→ **EXERCISE**:
Retype the material word for word.

→ **SUPPLIED MATERIAL**:
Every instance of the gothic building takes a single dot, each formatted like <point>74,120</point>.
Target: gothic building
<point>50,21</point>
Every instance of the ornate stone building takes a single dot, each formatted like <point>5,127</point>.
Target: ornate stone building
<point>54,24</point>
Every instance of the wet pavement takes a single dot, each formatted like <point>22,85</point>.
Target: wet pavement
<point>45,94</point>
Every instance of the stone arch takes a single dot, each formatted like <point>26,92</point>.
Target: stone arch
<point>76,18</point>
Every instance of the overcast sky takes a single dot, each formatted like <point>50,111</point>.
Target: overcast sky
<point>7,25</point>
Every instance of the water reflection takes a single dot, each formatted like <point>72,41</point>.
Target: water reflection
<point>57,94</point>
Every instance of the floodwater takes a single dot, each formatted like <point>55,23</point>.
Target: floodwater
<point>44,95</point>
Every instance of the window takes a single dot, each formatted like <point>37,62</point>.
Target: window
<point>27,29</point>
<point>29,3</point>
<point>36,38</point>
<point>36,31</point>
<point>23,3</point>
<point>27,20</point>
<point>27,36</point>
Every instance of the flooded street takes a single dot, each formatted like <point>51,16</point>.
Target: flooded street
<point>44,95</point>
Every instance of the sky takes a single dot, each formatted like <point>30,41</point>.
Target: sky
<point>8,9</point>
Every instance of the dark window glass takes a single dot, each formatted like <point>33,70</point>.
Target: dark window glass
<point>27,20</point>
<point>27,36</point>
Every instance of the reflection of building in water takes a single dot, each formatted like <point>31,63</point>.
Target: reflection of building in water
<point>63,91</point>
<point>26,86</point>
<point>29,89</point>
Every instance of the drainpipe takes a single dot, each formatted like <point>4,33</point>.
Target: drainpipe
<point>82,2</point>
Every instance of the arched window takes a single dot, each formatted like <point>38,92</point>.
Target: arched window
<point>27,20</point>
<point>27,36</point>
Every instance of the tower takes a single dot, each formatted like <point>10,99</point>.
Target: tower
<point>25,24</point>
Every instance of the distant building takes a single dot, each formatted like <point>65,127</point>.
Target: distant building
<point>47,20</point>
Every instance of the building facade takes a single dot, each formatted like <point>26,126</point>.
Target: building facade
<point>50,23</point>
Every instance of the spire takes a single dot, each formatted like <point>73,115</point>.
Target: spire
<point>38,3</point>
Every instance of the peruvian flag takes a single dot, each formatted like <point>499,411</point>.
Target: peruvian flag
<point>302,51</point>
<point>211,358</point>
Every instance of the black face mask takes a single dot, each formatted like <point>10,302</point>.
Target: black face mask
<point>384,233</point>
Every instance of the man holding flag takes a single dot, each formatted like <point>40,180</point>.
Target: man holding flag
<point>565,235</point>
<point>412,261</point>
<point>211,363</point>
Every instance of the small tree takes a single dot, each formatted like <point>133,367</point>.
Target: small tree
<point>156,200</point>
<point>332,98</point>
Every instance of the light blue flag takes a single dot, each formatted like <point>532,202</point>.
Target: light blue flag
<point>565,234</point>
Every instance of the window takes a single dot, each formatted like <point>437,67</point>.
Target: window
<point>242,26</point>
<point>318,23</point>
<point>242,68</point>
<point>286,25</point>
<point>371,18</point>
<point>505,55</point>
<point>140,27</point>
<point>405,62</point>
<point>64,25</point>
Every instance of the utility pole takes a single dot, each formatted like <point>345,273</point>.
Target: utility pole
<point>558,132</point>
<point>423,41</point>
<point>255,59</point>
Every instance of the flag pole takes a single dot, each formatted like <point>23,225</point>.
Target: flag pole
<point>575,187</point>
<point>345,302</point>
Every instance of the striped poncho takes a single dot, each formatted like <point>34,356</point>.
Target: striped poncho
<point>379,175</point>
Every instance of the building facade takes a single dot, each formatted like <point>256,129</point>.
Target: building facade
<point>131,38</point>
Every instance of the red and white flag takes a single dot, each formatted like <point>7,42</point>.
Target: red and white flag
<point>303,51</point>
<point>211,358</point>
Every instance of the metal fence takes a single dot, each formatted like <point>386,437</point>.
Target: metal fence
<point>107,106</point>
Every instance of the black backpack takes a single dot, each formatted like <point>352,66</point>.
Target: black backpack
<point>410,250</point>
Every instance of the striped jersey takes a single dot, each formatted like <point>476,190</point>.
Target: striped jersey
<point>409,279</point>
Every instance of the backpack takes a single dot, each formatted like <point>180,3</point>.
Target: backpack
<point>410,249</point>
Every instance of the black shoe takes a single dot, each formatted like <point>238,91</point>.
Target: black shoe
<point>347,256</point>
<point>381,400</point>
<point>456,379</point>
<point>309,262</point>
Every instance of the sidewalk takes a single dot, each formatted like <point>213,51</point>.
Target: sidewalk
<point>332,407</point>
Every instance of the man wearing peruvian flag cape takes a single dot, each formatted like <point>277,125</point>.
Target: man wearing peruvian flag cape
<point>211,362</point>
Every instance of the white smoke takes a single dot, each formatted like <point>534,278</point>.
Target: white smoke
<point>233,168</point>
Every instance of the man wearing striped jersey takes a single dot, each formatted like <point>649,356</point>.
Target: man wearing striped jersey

→ **THE REPLY**:
Every instance of the gothic building takes a single dot, each formatted like <point>74,120</point>.
Target: gothic building
<point>50,21</point>
Every instance of the ornate stone building takes a single dot, each formatted like <point>5,127</point>.
Target: ornate stone building
<point>54,24</point>
Every instance of the wet pavement takes a single dot, each formatted like <point>22,85</point>.
Target: wet pavement
<point>45,94</point>
Every instance of the stone arch takes a single dot, each formatted like <point>26,92</point>.
Target: stone arch
<point>76,18</point>
Every instance of the overcast sky takes a single dot, each formatted like <point>50,111</point>.
Target: overcast sky
<point>7,25</point>
Every instance of the water reflection takes a single dot, each formatted like <point>72,41</point>.
Target: water reflection
<point>57,94</point>
Every instance of the floodwater takes a single dot, each formatted like <point>55,23</point>.
Target: floodwater
<point>44,95</point>
Every instance of the window takes a single dot, each formatted like <point>37,62</point>.
Target: window
<point>27,29</point>
<point>29,3</point>
<point>36,38</point>
<point>36,31</point>
<point>23,3</point>
<point>27,20</point>
<point>27,36</point>
Every instance of the flooded street takes a single dot, each formatted like <point>51,16</point>.
Target: flooded street
<point>44,95</point>
Every instance of the sky takes a single dot, each formatted like <point>30,41</point>.
Target: sky
<point>8,9</point>
Every instance of the dark window glass takes a single dot, each formatted like <point>33,70</point>.
Target: dark window glass
<point>27,20</point>
<point>27,36</point>
Every instance of the reflection of building in water takes a single dot, each formatted like <point>31,63</point>.
Target: reflection of building in water
<point>63,91</point>
<point>26,86</point>
<point>29,89</point>
Every instance of the drainpipe takes a single dot, each formatted like <point>4,33</point>.
Target: drainpipe
<point>82,2</point>
Every instance of the arched window takes a single dot, each formatted like <point>38,92</point>.
Target: arched window
<point>27,20</point>
<point>27,36</point>
Every instance of the tower takes a single dot, each formatted like <point>10,99</point>.
Target: tower
<point>25,24</point>
Every instance of the distant building takes a single dot, each formatted like <point>65,127</point>.
Target: distant building
<point>47,20</point>
Every instance of the building facade takes a single dot, each formatted like <point>26,126</point>.
Target: building facade
<point>50,23</point>
Every instance of the spire takes a single dot, each formatted like <point>73,115</point>.
Target: spire
<point>38,3</point>
Every instance of the peruvian flag takes a single dot, each formatted like <point>499,411</point>.
Target: peruvian flag
<point>302,51</point>
<point>211,358</point>
Every instance of the black face mask takes a single dot, each formatted like <point>10,302</point>.
Target: black face mask
<point>384,233</point>
Every instance of the man holding flag takes a single dot, each formatted like <point>40,180</point>.
Target: man holding flag
<point>565,235</point>
<point>412,261</point>
<point>211,363</point>
Every instance of the small tree takes a single dot, each formatted like <point>133,367</point>.
Target: small tree
<point>156,200</point>
<point>332,98</point>
Every instance of the light blue flag takes a single dot, each formatted like <point>532,202</point>.
Target: light blue flag
<point>565,234</point>
Every instance of the window takes a single dot, each formatted like <point>437,67</point>.
Target: window
<point>242,26</point>
<point>318,23</point>
<point>242,68</point>
<point>286,25</point>
<point>371,18</point>
<point>505,55</point>
<point>140,27</point>
<point>405,62</point>
<point>64,25</point>
Every instance of the utility pole takes a single dot, each formatted like <point>345,273</point>.
Target: utility pole
<point>558,132</point>
<point>423,41</point>
<point>255,59</point>
Every instance of the flag pole takes a single dot, each formatted like <point>23,225</point>.
Target: flag pole
<point>575,187</point>
<point>345,302</point>
Every instance of the striped poncho takes a single dot, each formatted like <point>34,356</point>.
Target: striped poncho
<point>379,175</point>
Every instance of the building facade takes a single dot, each formatted like <point>256,129</point>.
Target: building facade
<point>131,38</point>
Every instance of the red and white flag takes a single dot, each formatted like <point>7,42</point>.
Target: red and white flag
<point>303,51</point>
<point>211,358</point>
Every instance of the metal fence takes a single dot, each formatted like <point>386,437</point>.
Target: metal fence
<point>107,106</point>
Every instance of the black backpack takes a single dot, each formatted like <point>352,66</point>.
Target: black backpack
<point>410,250</point>
Every instance of the striped jersey takes a single dot, each formatted like <point>476,190</point>.
Target: striped jersey
<point>409,279</point>
Every instance of the backpack takes a single dot, each formatted like <point>180,3</point>.
Target: backpack
<point>410,249</point>
Every instance of the black shoe takes a single dot, each formatted like <point>238,91</point>.
Target: black shoe
<point>347,256</point>
<point>381,400</point>
<point>456,379</point>
<point>309,262</point>
Every instance of the sidewalk takes a single dot, each formatted like <point>213,51</point>.
Target: sidewalk
<point>332,407</point>
Every instance of the man wearing peruvian flag cape takes a single dot, each formatted like <point>277,125</point>.
Target: man wearing peruvian flag cape
<point>211,362</point>
Every instance of the white smoke takes a single dot, each formatted like <point>534,278</point>.
Target: white smoke
<point>233,168</point>
Every instance of the man wearing striped jersey takes a single dot, each formatted like <point>649,356</point>.
Target: man wearing striped jersey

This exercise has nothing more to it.